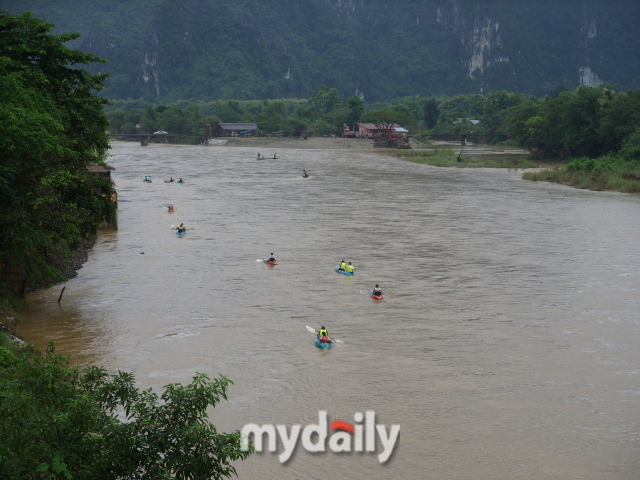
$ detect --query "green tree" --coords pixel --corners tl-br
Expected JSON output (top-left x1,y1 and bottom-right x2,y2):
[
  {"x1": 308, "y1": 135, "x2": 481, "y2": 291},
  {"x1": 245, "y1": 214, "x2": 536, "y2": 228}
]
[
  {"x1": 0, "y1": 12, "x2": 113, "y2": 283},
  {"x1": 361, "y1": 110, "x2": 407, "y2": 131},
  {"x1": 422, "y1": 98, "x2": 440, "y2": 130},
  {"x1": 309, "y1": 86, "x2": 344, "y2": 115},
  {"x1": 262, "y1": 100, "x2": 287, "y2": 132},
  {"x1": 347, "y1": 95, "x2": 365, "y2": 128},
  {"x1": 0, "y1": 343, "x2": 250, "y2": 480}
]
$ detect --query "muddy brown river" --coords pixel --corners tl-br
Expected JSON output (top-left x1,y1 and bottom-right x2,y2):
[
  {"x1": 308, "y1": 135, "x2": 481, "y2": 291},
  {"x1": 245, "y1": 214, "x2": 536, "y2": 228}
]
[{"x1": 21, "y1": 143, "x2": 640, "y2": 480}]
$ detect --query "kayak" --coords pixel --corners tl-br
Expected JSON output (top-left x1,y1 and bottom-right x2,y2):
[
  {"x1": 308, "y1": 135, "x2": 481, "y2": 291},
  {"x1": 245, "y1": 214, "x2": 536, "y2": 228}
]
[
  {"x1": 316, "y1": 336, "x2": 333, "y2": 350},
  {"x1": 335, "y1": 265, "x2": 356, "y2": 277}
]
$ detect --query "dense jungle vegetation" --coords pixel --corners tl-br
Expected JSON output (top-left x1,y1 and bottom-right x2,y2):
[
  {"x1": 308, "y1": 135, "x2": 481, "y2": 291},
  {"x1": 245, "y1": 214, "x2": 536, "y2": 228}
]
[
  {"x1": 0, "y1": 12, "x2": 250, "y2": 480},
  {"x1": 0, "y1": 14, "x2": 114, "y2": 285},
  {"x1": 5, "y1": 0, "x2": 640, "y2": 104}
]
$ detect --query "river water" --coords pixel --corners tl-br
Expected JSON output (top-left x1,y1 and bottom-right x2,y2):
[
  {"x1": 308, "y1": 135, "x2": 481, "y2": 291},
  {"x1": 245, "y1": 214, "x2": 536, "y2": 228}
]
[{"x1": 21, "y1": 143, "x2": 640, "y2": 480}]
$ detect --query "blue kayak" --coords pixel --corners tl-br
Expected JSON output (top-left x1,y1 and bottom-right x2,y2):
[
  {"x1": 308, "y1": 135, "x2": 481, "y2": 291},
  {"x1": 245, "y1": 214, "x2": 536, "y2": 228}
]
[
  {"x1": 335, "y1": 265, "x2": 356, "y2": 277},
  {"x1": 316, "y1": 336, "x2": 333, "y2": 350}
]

◇ ◇ ◇ ◇

__PROBLEM DESCRIPTION__.
Nothing but the pictures may be dropped; output the records above exactly.

__OUTPUT FOR THIS EXERCISE__.
$ detect --query "green tree" --coords pixel --corners tl-br
Expected JSON output (top-left x1,y1 and bottom-right x2,y2):
[
  {"x1": 308, "y1": 135, "x2": 481, "y2": 291},
  {"x1": 245, "y1": 214, "x2": 536, "y2": 228}
]
[
  {"x1": 0, "y1": 12, "x2": 113, "y2": 283},
  {"x1": 361, "y1": 110, "x2": 407, "y2": 131},
  {"x1": 422, "y1": 98, "x2": 440, "y2": 130},
  {"x1": 309, "y1": 86, "x2": 344, "y2": 115},
  {"x1": 262, "y1": 100, "x2": 287, "y2": 132},
  {"x1": 347, "y1": 95, "x2": 365, "y2": 128},
  {"x1": 0, "y1": 343, "x2": 250, "y2": 480}
]
$ detect --query "muddy brown river" --coords pixel --corners tl-br
Expected JSON output (top-left x1,y1 and bottom-right x2,y2):
[
  {"x1": 308, "y1": 135, "x2": 481, "y2": 291},
  {"x1": 245, "y1": 214, "x2": 536, "y2": 228}
]
[{"x1": 21, "y1": 143, "x2": 640, "y2": 480}]
$ detect --query "kayak" --coords pixel --corners tl-br
Expected JSON output (top-left x1,y1 and bottom-right x2,y2):
[
  {"x1": 308, "y1": 135, "x2": 481, "y2": 291},
  {"x1": 245, "y1": 214, "x2": 536, "y2": 228}
]
[
  {"x1": 316, "y1": 336, "x2": 333, "y2": 350},
  {"x1": 335, "y1": 265, "x2": 356, "y2": 277}
]
$ detect --query "dense jungle vegetation" --coords pixel --corners tl-br
Expected JSON output (top-left x1,y1 and bottom-right x2,y2):
[
  {"x1": 308, "y1": 135, "x2": 481, "y2": 291},
  {"x1": 245, "y1": 214, "x2": 536, "y2": 228}
]
[
  {"x1": 0, "y1": 12, "x2": 250, "y2": 480},
  {"x1": 0, "y1": 14, "x2": 114, "y2": 285},
  {"x1": 5, "y1": 0, "x2": 640, "y2": 104}
]
$ detect --query "river water" --coords pixel --corners tl-br
Expected JSON output (top-left x1,y1 and bottom-right x2,y2):
[
  {"x1": 308, "y1": 135, "x2": 481, "y2": 291},
  {"x1": 245, "y1": 214, "x2": 536, "y2": 228}
]
[{"x1": 21, "y1": 143, "x2": 640, "y2": 480}]
$ detect --query "blue kayak" --coords pixel --corners tl-br
Expected JSON output (top-left x1,y1 and bottom-right x2,y2):
[
  {"x1": 308, "y1": 135, "x2": 481, "y2": 291},
  {"x1": 245, "y1": 214, "x2": 536, "y2": 228}
]
[
  {"x1": 335, "y1": 265, "x2": 356, "y2": 277},
  {"x1": 316, "y1": 336, "x2": 333, "y2": 350}
]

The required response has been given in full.